* _Assigned task_:
Output every line of the material exactly, omitting images.

* _Data to use_:
......
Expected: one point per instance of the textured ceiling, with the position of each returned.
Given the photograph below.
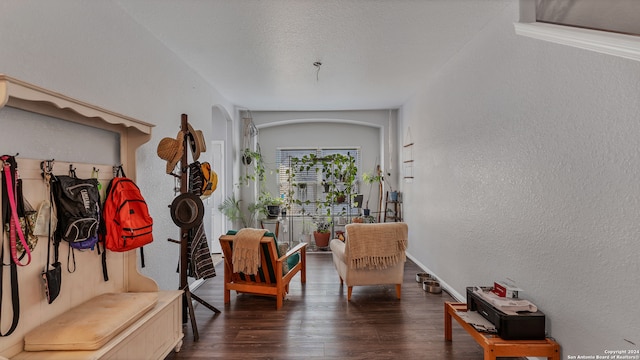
(259, 53)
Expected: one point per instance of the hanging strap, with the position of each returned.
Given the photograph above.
(14, 224)
(15, 293)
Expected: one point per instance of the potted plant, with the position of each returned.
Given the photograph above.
(322, 233)
(269, 204)
(369, 179)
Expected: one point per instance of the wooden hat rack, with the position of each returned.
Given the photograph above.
(184, 238)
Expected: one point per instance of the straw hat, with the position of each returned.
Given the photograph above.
(171, 150)
(196, 142)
......
* _Task output_:
Expected: one point per instance of the textured ceiling, with the position of each returned.
Given the photograph below.
(259, 53)
Expected: one point per instance of the hanging strap, with the position of each returned.
Given the photograph above.
(14, 224)
(15, 293)
Expected: one point per instance of the potted plant, with the position of each returned.
Given the photograph above.
(322, 233)
(269, 204)
(369, 179)
Expected: one point per instance of the wooden hat rack, with the position of each returned.
Given the photograph above.
(184, 238)
Expected: one point per instance of the straw hat, with the position of each returned.
Given the photograph above.
(171, 150)
(196, 142)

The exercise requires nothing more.